Given exercise ::
Please give the data from the line containing "Outline the distant" through the end as a numbered list, omitting blank lines.
Start of Data records
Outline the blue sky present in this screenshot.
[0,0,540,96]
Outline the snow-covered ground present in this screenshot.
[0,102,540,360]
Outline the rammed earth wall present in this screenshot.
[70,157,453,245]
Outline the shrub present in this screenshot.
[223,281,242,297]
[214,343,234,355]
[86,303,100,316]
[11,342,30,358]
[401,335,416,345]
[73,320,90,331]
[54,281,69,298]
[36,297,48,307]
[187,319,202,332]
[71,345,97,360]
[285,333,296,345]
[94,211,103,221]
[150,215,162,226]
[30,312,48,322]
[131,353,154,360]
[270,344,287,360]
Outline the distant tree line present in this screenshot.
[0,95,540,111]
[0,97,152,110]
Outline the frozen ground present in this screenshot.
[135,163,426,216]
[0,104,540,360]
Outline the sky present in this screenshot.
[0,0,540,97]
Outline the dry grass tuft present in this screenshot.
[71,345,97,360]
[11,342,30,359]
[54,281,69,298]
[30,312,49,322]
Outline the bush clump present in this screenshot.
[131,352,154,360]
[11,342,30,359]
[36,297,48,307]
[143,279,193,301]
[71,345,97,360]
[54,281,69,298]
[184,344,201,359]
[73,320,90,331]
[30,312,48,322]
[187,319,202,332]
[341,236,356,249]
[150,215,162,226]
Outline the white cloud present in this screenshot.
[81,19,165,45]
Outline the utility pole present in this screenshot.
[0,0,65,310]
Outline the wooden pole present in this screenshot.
End of Data records
Full solution ::
1. Outline the distant tree line present in this screenshot.
2. [0,95,540,111]
3. [0,97,152,110]
4. Outline the frozen ground present in this screenshot.
5. [135,163,426,216]
6. [0,104,540,360]
7. Outline the sky present in this screenshot.
8. [0,0,540,97]
9. Outline the dry grass tuft present in this screenshot.
10. [71,345,97,360]
11. [11,342,30,359]
12. [54,281,69,298]
13. [30,312,49,322]
14. Outline the bush clump present in this screenshot.
15. [131,352,154,360]
16. [11,342,30,359]
17. [36,297,48,307]
18. [143,279,193,301]
19. [71,345,97,360]
20. [54,281,69,298]
21. [184,344,201,359]
22. [73,320,90,331]
23. [30,312,48,322]
24. [187,319,202,332]
25. [341,236,356,249]
26. [150,215,162,226]
27. Outline the white cloud present in this screenshot.
28. [81,19,165,45]
29. Outline the utility pole present in this screenshot.
30. [0,0,65,310]
31. Outline the wooden pole present in this screenshot.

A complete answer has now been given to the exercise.